**Task requirements**
The reply must reproduce each line below exactly.

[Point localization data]
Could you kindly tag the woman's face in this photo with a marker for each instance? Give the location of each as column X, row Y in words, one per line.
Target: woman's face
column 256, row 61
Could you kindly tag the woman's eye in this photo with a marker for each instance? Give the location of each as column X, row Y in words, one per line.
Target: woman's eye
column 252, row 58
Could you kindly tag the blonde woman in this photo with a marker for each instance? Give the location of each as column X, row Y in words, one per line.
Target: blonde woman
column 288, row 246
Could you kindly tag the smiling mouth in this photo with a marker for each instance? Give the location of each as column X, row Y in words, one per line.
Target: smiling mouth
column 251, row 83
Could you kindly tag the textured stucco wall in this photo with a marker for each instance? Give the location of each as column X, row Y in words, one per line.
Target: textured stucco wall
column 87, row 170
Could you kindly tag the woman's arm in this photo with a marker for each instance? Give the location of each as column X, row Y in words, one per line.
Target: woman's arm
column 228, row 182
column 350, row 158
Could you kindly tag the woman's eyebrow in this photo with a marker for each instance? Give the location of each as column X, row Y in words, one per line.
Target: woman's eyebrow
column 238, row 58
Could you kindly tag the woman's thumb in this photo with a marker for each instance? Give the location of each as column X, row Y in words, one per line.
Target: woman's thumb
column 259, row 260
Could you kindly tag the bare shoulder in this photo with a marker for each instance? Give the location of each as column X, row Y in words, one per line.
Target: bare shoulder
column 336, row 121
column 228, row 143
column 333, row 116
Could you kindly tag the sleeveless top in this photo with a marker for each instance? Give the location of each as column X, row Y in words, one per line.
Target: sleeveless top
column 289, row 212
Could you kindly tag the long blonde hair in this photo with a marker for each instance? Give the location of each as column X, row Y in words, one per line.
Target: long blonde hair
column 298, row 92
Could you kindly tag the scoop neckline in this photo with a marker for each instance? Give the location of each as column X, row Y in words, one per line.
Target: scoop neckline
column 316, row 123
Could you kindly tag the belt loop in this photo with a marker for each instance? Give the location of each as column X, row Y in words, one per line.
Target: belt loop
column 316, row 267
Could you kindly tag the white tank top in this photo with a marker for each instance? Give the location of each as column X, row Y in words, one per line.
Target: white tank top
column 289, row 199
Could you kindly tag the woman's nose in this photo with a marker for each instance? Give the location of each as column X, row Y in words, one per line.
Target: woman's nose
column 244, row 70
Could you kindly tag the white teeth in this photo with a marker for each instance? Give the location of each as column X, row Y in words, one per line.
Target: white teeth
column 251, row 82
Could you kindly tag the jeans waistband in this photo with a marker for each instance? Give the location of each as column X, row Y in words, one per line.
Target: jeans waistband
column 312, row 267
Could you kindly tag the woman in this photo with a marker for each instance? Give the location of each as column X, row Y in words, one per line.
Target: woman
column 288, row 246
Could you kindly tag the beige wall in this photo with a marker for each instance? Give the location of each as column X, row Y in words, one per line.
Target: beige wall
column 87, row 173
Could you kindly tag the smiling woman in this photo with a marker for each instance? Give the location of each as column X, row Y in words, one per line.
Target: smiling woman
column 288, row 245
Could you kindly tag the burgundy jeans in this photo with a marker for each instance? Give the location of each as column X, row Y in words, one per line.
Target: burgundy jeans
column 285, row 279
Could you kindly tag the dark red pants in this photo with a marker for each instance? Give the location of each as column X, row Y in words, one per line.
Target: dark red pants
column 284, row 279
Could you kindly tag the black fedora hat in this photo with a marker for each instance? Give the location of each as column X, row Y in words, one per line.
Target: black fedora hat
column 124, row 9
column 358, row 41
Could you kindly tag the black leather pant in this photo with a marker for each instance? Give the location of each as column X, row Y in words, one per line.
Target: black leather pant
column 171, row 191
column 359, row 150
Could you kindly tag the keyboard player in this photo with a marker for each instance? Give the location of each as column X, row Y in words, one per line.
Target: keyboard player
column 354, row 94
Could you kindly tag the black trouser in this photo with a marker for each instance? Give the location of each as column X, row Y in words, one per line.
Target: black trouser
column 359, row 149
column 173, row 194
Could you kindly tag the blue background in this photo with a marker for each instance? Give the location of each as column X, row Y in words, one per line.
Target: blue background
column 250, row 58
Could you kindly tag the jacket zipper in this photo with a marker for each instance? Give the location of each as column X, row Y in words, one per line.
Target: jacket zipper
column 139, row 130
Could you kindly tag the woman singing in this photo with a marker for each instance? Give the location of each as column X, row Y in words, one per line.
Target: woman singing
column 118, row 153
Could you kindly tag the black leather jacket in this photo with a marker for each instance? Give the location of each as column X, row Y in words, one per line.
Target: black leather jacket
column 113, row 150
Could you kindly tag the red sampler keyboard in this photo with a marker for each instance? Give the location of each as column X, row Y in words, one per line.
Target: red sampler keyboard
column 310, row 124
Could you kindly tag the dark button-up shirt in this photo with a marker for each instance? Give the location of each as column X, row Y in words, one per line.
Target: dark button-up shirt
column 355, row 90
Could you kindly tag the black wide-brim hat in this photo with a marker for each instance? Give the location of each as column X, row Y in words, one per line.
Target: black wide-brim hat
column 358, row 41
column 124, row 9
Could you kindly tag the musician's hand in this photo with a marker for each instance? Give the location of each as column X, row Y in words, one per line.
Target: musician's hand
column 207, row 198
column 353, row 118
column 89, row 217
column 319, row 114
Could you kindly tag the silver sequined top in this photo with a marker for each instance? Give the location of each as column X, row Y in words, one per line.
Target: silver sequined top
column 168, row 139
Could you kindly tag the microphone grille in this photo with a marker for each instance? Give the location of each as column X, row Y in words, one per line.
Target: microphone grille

**Solved problem**
Could you kindly tag the woman's face in this photo with a marker for each instance? Give the location of each as column X, row Y in words, one per line.
Target: woman's face
column 256, row 61
Could you kindly tag the woman's eye in this photo with a marker for each instance? Give the location of each as column X, row Y in words, one per line.
Target: woman's eye
column 252, row 58
Could you kindly tag the blonde woman in this photo with a marker for each instance? Give the location of each as column X, row Y in words, one per line.
Target: blonde woman
column 288, row 246
Could you kindly tag the smiling mouth in this photo with a marker for each instance? Give the location of each as column X, row Y in words, one per line.
Target: smiling mouth
column 251, row 83
Could you kindly tag the textured stucco wall in this photo with a marker for each instance? Give the location of each as column X, row Y in words, one per line.
Target: textured stucco wall
column 87, row 170
Could you kindly tag the woman's arm in this photo with a marker for each instance? Give the location of each as column X, row Y in words, one per line.
Target: woman's arm
column 228, row 182
column 350, row 158
Could you kindly tag the woman's eyebrow in this photo with a marker for each instance? Give the location of each as column X, row Y in words, one per line.
Target: woman's eyebrow
column 238, row 58
Could you kindly tag the woman's thumb in this photo with a marker for each instance? Give the location of each as column X, row Y in words, one per line.
Target: woman's thumb
column 259, row 260
Could you kindly tag the bare shoulder in this photo with a marker for each instance? Give the location of each as column X, row Y in words, one per line.
Target: bare shoulder
column 336, row 121
column 228, row 143
column 333, row 116
Could you kindly tag the sleeveless top in this photo with a marker for each instance? Give the location of each as column X, row Y in words, one per line.
Target: sleeveless top
column 289, row 212
Could you kindly tag the long blonde hair in this photo with a marker for each instance? Give the location of each as column X, row Y in words, one per line.
Target: long blonde hair
column 298, row 92
Could you kindly tag the scoop neckline in this photo with a marker for each instance? Give the location of each as column X, row Y in words, one per line.
Target: scoop neckline
column 316, row 123
Could you kindly tag the belt loop in this photo with a marker for each instance? Give the location of each as column X, row Y in words, one per line.
Target: belt loop
column 316, row 267
Could you kindly tag the white tank top in this photo with a marker for each instance? Give the location of each as column X, row Y in words, one per line.
Target: white tank top
column 289, row 199
Could you kindly tag the woman's nose in this photo with a marker for each instance? Give the location of each as column X, row Y in words, one per line.
Target: woman's nose
column 244, row 70
Could you kindly tag the white teeth in this photo with a marker for each instance? Give the location of each as column X, row Y in words, one per line.
Target: white teeth
column 251, row 82
Could you kindly tag the jeans waistband in this photo with a marker for each instance? Give the location of each as column X, row Y in words, one per line.
Target: jeans waistband
column 312, row 267
Could you kindly tag the woman in this photo with a marker for each instance? Give the location of each as column X, row Y in words, one per line.
Target: woman
column 288, row 246
Could you kindly tag the beige wall in this photo with a marker for each instance? Give the location of each as column X, row Y in words, one per line.
Target: beige wall
column 87, row 173
Could you kindly tag the smiling woman in this photo with a marker for each instance? Give the location of each as column X, row Y in words, one per line.
Target: smiling woman
column 288, row 245
Could you kindly tag the burgundy jeans in this photo with a marker for each instance? Give the location of each as column X, row Y in words, one per line.
Target: burgundy jeans
column 285, row 279
Could you kindly tag the dark red pants in this photo with a marker for each instance? Give the location of each as column X, row Y in words, one per line.
Target: dark red pants
column 284, row 279
Could you kindly tag the black fedora hat in this photo with a marker for each instance? Give the location of each as column X, row Y in words, one per line.
Target: black fedora hat
column 124, row 9
column 358, row 41
Could you kindly tag the black leather pant in this photo with a marker for each instance? Give the location of each as column X, row Y in words, one per line.
Target: black leather pant
column 171, row 191
column 359, row 150
Could you kindly tag the keyboard player in this photo with a marker for each instance? Give the location of each as column X, row Y in words, one per line.
Target: keyboard player
column 354, row 94
Could you kindly tag the black trouser in this photo with a marker for each instance? Give the location of each as column X, row Y in words, one per line.
Target: black trouser
column 359, row 149
column 173, row 194
Could you kindly tag the blue background in this photo with a marker for each instance? Give the location of each as column X, row Y in words, one per line.
Target: blue background
column 250, row 58
Could you kindly tag the jacket zipper in this photo with a marker for each instance? Give the location of each as column X, row Y in words, one per line.
Target: jacket zipper
column 139, row 130
Could you kindly tag the woman singing in this photo with a marker for each instance? Give the location of each as column X, row Y in words, one per line.
Target: woman singing
column 118, row 153
Could you kindly tag the black leather jacket in this photo with a marker for each instance? Give the location of each as column X, row Y in words, one per line.
Target: black leather jacket
column 113, row 150
Could you kindly tag the red sampler keyboard in this photo with a marker for each instance? Give the location of each as column X, row Y in words, one per line.
Target: red sampler keyboard
column 310, row 124
Could you kindly tag the dark button-up shirt in this photo with a marker for each instance? Give the location of each as column X, row Y in words, one per line.
Target: dark button-up shirt
column 355, row 90
Could you kindly tag the black wide-brim hat in this photo with a marker for each instance? Give the location of each as column X, row Y in words, one per line.
Target: black wide-brim hat
column 358, row 41
column 124, row 9
Could you kindly tag the musician's hand in this photo with a marker for each instance? Give the location of each as column X, row Y in words, one per line.
Target: musician's hand
column 207, row 198
column 353, row 118
column 89, row 217
column 319, row 114
Could you kindly tag the silver sequined top in this photo with a marker for each instance? Give the location of each as column X, row Y in words, one per line.
Target: silver sequined top
column 168, row 139
Could you kindly tag the microphone grille in this photo with a marker for each instance? Give the location of each as column X, row Y in words, one per line.
Target: microphone grille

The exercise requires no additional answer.